● Action item A
In the NetBSD problem report, what happened when the ddb "sync" command was used?
● Action item B
Decide whether each statement agrees with the NetBSD problem report, answering yes or no and quoting the deciding words. (i) The report's severity is marked critical. (ii) Pressing enter in an idle shell no longer worked. (iii) The external USB disks were still busy.
● Action item C
Please continue the NetBSD problem report from the point where it stops.

● Document text
━━━━━━

NetBSD Problem Report #39016

From apb@cequrux.com  Sun Jun 22 09:29:56 2008
Return-Path: <apb@cequrux.com>
Received: from mail.netbsd.org (mail.netbsd.org [204.152.190.11])
	by narn.NetBSD.org (Postfix) with ESMTP id E066463B89F
	for <gnats-bugs@gnats.NetBSD.org>; Sun, 22 Jun 2008 09:29:55 +0000 (UTC)
Message-Id: <20080622092844.0F3DBE9307C@apb-laptoy.apb.alt.za>
Date: Sun, 22 Jun 2008 09:28:44 +0000 (UTC)
From: apb@cequrux.com
Reply-To: apb@cequrux.com
To: gnats-bugs@gnats.NetBSD.org
Subject: processes stuck in "tstile"
X-Send-Pr-Version: 3.95

>Number:         39016
>Category:       kern
>Synopsis:       processes stuck in "tstile"
>Confidential:   no
>Severity:       critical
>Priority:       high
>Responsible:    joerg
>State:          closed
>Class:          sw-bug
>Submitter-Id:   net
>Arrival-Date:   Sun Jun 22 09:30:00 +0000 2008
>Closed-Date:    Mon May 03 04:16:27 +0000 2010
>Last-Modified:  Mon May 03 04:16:27 +0000 2010
>Originator:     Alan Barrett
>Release:        NetBSD 4.99.63
>Organization:
Not much
>Environment:
System: NetBSD 4.99.63
Architecture: i386
Machine: i386
>Description:
	The system sometimes gets into a state such that all processes that
	attempt to perform disk I/O get stuck waiting for "tstile".
>How-To-Repeat:
	Just use the system for a while.

        For example, most recently, I was running X, a mail reader,
        systat vm, a few idle shells, "cp -RPp" copying from one
        external USB disk to anotehr, a "make" job using rsync to copy
        from an external machine to the local machine, and a recursive
        "chown".  I noticed that the window manager's clock had stopped
        updating.  Upon further investigation, I noticed:

	* The window manager's clock display had frozen;
	* The external USB disks were still busy;
	* The systat display had frozen;
	* Pressing enter in an idle shell still worked;
	* Attempting to run any new command hung forever;
	* The "make" job that was synchronising from an external machine
	  had printed a message saying that it was performing a "rm" command
	  to delete a lock file, but then appeared to be stuck;
	* Pressing alt-control-F1 to get to the primary console worked;
	* Pressing alt-control-escape to get into DDB worked;
	* Inside ddb, the "ps" and "ps /w" commands indicated that many
	  processes were waiting for "tstile";
	* One of the stuck processes was "rm", which I presume was the
	  command invoked from the make job menjioned above;
	* The ddb "c" command worked;
	* At the login prompt on the primary console, typing a username and
	  pressing enter caused the "login" proess to get stuck waiting
	  for "tstile" (or perhaps it was the "getty" process that was stuck,
	  I am not certain);
	* the ddb "sync" command caused the machine to freeze, requiring
	  a power cycle.

━━━━━━

● Dataset excerpts
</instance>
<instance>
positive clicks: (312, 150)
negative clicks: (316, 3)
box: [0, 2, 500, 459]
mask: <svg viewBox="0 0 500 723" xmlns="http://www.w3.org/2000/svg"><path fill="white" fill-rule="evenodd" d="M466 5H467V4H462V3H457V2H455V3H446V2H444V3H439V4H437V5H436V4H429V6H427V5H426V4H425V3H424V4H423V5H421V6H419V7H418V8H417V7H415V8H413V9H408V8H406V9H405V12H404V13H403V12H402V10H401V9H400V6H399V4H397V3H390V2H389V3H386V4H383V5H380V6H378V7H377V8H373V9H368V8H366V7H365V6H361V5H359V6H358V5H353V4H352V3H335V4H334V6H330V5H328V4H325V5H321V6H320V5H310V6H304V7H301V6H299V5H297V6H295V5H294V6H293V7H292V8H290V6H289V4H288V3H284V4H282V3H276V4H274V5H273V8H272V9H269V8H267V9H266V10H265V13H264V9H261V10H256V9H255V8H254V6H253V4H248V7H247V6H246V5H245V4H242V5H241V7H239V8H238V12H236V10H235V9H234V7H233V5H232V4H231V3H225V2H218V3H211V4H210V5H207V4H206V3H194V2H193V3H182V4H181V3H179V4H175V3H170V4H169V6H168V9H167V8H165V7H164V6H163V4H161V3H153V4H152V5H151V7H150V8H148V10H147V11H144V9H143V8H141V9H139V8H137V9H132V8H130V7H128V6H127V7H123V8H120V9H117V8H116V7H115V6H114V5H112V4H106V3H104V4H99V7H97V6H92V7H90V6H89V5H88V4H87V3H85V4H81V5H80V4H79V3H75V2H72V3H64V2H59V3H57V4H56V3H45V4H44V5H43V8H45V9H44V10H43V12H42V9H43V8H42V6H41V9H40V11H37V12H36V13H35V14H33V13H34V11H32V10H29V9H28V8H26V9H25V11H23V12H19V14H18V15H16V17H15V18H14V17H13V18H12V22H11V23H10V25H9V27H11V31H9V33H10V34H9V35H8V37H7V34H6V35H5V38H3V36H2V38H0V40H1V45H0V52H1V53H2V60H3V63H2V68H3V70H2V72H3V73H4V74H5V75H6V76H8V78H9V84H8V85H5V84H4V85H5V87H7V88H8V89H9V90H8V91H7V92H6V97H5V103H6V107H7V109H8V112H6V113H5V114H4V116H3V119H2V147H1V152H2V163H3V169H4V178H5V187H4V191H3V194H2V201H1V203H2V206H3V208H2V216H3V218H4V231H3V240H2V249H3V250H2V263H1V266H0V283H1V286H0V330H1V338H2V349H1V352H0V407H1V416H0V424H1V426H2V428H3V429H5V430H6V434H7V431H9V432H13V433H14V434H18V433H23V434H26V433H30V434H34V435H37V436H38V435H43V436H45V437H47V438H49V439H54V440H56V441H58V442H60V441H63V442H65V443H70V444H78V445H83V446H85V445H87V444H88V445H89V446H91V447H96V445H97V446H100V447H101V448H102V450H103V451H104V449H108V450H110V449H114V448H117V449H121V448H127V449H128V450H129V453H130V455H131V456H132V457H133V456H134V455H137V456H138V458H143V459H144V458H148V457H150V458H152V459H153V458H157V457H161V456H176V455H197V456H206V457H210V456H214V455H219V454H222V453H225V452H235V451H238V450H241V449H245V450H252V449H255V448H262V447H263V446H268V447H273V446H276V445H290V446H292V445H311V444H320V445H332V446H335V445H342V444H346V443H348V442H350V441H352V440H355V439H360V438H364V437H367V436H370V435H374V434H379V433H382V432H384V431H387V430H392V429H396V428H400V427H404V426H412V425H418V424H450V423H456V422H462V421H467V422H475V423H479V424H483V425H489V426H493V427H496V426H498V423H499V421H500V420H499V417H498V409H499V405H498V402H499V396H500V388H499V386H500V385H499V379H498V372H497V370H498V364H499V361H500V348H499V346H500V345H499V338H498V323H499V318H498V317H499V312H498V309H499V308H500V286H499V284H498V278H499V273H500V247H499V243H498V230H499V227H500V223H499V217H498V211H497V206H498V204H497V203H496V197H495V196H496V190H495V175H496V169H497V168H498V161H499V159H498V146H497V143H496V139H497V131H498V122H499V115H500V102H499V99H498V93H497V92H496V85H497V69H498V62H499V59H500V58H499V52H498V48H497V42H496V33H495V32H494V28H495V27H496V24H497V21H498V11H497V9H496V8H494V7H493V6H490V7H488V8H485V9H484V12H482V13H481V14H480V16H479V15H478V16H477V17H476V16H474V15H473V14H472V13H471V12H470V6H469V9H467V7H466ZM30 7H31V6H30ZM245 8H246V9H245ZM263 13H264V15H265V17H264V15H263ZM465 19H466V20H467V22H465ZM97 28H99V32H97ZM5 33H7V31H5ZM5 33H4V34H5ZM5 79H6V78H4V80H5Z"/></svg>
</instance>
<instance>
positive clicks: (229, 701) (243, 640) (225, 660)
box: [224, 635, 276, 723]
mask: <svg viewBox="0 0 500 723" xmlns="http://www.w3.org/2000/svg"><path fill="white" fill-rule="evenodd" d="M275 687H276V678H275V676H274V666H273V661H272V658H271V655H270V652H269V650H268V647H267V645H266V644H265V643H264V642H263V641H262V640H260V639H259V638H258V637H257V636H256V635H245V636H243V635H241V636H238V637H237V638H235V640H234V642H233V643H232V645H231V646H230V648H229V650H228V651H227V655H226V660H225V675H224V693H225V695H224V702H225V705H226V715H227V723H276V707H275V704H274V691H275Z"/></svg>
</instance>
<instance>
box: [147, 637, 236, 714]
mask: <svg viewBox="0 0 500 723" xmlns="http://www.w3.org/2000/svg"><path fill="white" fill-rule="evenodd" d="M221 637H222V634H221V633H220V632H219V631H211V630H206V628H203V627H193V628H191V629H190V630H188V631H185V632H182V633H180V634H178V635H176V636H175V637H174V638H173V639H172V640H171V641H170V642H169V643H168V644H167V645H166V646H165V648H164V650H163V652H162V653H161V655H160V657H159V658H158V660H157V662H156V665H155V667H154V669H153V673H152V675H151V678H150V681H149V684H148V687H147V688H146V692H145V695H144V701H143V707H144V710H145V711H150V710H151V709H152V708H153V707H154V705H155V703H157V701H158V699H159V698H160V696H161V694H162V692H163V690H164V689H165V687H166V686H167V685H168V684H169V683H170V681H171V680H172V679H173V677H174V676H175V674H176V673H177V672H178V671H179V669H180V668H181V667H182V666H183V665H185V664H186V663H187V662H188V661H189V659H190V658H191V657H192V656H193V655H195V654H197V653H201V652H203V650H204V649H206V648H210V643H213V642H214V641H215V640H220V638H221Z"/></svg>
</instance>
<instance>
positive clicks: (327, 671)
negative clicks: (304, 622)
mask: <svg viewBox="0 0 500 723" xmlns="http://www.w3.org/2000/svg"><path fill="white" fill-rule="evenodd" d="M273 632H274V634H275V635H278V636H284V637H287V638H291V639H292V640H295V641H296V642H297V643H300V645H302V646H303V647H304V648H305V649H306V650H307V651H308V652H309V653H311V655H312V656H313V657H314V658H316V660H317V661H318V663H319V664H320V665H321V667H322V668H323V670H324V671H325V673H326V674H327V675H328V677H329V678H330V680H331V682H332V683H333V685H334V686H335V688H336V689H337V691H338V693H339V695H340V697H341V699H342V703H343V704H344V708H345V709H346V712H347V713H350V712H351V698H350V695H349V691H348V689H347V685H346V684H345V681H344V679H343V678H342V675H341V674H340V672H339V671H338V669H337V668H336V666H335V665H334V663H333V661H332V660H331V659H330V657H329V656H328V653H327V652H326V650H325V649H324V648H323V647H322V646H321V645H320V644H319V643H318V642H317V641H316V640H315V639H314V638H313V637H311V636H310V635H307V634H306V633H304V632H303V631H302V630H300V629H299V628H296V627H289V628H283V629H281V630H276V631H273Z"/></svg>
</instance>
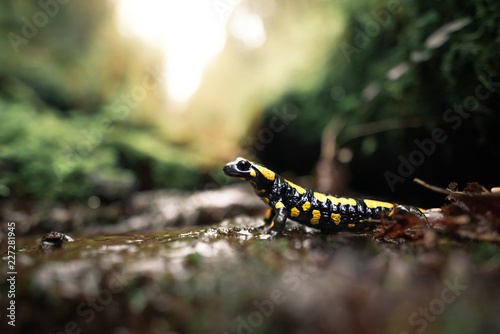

━━━━━━

● Task output A
The machine froze, requiring a power cycle.

● Task output B
(i) Yes: ">Severity:       critical"
(ii) No: "Pressing enter in an idle shell still worked"
(iii) Yes: "The external USB disks were still busy"

● Task output C
        Prior to this event, I had noticed from the "systat bufcache"
        display that there was no free memory; most memory was in use by
        cached file system data.
>Fix:
	Unknown.

>Release-Note:

>Audit-Trail:

State-Changed-From-To: open->analyzed
State-Changed-By: ad@NetBSD.org
State-Changed-When: Thu, 25 Sep 2008 10:14:48 +0000
State-Changed-Why:
Unfortunatley more information is required to come up with a useful
diagnosis. We need backtraces from the stuck threads using 't/a' in DDB:
those stuck in tstile or anything else interesting, like biowait.
Alternatively a mini crash dump and a copy of the kernel image should be
enough to diagnose the issue ('call dumpsys' from ddb).

Also, what is the file system configuration on this system?


From: Alan Barrett <apb@cequrux.com>
To: gnats-bugs@NetBSD.org
Cc: netbsd-bugs@NetBSD.org
Subject: Re: kern/39016 (processes stuck in "tstile")
Date: Fri, 26 Sep 2008 17:36:43 +0200

 It's been a long time since I saw the problem, but...

 On Thu, 25 Sep 2008, ad@NetBSD.org wrote:
 > Unfortunatley more information is required to come up with a useful
 > diagnosis. We need backtraces from the stuck threads using 't/a' in DDB:
 > those stuck in tstile or anything else interesting, like biowait.
 > Alternatively a mini crash dump and a copy of the kernel image should be
 > enough to diagnose the issue ('call dumpsys' from ddb).

 "call dumpsys", OK, I have made a note of that.

 > Also, what is the file system configuration on this system?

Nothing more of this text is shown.